Repeat everything in the records below, from the line containing "find the distant" down to the line containing "0, 188, 255, 240", with both of those lines included and nothing else added.

# # # # # # #

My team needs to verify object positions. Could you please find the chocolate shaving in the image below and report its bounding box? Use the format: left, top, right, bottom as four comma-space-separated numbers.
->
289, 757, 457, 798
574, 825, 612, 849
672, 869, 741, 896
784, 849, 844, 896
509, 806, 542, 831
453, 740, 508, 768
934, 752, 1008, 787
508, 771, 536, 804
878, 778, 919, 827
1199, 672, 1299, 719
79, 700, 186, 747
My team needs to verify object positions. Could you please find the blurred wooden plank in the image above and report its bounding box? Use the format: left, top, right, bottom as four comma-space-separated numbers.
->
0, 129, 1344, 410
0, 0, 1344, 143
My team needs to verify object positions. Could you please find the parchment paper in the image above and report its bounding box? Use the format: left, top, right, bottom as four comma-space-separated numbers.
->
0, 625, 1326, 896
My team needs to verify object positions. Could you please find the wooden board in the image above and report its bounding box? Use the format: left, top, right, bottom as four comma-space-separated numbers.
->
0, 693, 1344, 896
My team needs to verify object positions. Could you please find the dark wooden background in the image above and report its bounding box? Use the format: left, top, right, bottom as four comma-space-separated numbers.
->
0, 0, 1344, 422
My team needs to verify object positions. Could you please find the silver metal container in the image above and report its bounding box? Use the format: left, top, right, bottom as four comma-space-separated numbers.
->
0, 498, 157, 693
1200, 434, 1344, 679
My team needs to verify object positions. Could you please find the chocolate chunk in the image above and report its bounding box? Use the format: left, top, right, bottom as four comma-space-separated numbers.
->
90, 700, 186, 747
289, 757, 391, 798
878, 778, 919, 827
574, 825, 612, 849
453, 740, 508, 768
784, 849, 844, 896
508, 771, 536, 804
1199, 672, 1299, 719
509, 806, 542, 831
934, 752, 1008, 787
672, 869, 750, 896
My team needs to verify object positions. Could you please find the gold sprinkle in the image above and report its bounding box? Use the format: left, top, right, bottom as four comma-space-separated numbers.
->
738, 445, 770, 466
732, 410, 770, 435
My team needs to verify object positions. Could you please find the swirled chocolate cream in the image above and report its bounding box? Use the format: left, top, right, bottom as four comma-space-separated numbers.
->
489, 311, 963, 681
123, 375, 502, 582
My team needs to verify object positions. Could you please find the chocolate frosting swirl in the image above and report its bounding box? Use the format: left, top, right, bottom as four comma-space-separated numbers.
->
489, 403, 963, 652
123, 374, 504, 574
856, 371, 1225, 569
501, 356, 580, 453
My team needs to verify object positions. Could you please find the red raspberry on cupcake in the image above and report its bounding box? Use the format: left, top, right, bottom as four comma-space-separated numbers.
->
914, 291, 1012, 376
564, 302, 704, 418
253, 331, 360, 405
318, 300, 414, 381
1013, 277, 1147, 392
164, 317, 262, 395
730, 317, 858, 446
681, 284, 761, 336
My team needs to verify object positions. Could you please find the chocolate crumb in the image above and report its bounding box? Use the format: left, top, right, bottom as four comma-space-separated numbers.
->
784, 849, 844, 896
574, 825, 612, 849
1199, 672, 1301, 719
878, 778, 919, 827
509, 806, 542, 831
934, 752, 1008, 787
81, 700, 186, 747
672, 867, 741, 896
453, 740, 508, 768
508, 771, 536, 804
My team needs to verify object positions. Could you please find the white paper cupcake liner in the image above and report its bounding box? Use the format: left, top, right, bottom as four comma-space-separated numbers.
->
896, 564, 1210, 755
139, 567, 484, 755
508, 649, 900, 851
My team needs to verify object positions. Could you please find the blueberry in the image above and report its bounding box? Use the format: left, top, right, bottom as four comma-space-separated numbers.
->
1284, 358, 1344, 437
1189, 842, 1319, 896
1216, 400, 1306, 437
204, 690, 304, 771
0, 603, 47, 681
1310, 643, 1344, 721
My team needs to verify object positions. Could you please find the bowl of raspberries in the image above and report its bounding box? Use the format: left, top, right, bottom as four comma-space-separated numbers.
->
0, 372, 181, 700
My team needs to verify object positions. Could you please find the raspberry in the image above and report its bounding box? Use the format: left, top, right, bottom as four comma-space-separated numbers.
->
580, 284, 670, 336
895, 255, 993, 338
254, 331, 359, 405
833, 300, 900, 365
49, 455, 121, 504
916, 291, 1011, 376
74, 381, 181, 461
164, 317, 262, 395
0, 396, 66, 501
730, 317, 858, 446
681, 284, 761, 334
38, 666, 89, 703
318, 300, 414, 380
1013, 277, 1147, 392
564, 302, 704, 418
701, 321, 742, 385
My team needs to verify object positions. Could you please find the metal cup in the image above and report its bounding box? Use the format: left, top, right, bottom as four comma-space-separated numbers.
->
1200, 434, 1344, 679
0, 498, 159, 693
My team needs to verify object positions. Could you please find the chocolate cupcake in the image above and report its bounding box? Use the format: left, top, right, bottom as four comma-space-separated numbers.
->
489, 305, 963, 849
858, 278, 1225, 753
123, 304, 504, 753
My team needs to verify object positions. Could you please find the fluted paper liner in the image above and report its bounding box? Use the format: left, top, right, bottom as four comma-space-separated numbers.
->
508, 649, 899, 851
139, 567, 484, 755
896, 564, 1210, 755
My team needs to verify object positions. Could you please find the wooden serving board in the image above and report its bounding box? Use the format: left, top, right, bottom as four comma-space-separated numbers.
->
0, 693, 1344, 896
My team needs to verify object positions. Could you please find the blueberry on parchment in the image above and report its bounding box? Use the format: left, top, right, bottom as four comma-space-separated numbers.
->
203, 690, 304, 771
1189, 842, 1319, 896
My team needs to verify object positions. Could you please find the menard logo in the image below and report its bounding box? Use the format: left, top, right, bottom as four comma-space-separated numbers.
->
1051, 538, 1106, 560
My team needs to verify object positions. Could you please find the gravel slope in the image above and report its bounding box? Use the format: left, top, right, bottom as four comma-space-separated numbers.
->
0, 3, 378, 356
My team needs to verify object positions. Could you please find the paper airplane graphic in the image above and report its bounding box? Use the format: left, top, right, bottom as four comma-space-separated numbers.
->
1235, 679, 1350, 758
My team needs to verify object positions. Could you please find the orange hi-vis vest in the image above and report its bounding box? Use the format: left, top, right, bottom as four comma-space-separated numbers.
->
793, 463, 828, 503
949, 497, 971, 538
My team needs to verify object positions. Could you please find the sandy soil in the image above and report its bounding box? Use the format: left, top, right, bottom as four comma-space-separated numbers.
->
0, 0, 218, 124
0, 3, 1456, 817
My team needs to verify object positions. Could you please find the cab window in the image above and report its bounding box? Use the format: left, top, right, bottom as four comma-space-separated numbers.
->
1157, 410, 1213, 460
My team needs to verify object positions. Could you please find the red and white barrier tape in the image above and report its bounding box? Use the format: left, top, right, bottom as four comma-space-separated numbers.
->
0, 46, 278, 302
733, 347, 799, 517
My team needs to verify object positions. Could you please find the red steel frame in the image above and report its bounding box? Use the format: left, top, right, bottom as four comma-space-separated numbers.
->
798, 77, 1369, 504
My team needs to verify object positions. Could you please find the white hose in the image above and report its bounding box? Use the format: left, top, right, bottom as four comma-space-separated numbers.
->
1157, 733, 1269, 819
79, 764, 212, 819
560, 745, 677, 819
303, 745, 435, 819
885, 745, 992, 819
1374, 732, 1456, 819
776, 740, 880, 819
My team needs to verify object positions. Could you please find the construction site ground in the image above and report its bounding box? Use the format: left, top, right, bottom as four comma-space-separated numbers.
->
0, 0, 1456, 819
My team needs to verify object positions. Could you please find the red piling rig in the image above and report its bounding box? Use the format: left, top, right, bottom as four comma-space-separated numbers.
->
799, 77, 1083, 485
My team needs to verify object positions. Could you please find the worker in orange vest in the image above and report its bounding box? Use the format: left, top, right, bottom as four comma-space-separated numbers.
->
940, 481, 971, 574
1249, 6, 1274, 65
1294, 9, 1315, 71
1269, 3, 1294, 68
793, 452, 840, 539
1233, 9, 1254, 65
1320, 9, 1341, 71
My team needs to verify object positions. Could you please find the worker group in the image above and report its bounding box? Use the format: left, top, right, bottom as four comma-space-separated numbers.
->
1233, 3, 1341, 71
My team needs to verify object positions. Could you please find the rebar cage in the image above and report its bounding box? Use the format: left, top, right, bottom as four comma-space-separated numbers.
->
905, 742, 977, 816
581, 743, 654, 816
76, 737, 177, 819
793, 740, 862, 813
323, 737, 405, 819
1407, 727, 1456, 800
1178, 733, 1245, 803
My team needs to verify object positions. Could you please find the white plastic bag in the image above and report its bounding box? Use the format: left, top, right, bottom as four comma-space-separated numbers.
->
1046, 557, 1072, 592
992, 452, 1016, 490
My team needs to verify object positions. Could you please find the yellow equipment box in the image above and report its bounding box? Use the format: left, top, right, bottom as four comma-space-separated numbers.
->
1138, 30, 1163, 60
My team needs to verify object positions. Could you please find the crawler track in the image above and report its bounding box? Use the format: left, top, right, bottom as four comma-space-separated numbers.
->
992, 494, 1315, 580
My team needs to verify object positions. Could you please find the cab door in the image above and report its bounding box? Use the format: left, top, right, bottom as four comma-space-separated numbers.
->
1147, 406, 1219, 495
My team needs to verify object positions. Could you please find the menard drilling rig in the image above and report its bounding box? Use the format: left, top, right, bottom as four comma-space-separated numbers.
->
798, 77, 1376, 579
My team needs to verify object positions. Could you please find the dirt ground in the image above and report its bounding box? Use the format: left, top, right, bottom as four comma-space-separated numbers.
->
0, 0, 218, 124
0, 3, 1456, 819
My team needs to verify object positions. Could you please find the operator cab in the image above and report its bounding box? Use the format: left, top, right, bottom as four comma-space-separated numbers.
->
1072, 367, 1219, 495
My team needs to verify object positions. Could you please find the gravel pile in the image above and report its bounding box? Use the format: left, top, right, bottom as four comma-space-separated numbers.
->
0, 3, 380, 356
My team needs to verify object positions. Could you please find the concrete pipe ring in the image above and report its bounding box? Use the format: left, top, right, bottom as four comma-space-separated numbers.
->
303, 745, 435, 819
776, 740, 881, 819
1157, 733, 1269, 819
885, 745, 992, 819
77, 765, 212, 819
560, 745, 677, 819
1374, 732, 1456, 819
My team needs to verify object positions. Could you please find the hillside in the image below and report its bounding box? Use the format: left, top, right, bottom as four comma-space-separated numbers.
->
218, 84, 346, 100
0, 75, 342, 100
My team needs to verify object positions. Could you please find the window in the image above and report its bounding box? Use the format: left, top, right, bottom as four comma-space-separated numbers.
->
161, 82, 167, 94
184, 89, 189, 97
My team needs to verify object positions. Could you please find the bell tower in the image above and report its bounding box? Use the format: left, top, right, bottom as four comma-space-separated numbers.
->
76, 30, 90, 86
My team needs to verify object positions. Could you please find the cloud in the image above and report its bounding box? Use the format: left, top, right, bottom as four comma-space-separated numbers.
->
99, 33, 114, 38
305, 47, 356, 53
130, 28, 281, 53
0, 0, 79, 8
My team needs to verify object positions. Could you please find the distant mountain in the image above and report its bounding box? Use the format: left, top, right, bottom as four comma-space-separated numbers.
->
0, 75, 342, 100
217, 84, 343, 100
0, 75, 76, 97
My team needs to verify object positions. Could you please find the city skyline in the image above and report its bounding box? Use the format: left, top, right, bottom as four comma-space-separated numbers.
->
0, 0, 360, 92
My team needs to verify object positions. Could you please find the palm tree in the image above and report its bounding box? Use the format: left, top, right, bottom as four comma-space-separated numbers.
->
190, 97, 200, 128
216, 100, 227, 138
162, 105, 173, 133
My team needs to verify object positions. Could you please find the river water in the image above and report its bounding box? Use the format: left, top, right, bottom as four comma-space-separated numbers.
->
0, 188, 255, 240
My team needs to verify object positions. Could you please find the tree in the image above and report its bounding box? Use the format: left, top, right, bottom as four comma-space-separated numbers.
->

# # # # # # #

◆ **Response to the exercise**:
My team needs to verify object positions. Could you please find the distant mountain in the image above and report its bounding box? Use the format: left, top, right, bottom as four comma-space-separated numbers.
->
0, 75, 342, 100
217, 84, 343, 100
0, 75, 76, 97
My team needs to verify object positions. Could you please find the city skyline in the image above and report its bounding box? Use the format: left, top, right, bottom as four comma-space-separated numbers.
->
0, 0, 360, 92
My team needs to verify object positions. Could you please find the palm tree in the image above and report its bounding box? Use the format: left, top, right, bottom as four comma-space-separated numbers.
->
190, 97, 200, 128
216, 100, 227, 138
162, 105, 173, 133
My team needs to verify object positions. Could you please find the river water in the image above and report its bounding box? Use the format: left, top, right, bottom as four comma-space-separated numbers.
->
0, 188, 255, 240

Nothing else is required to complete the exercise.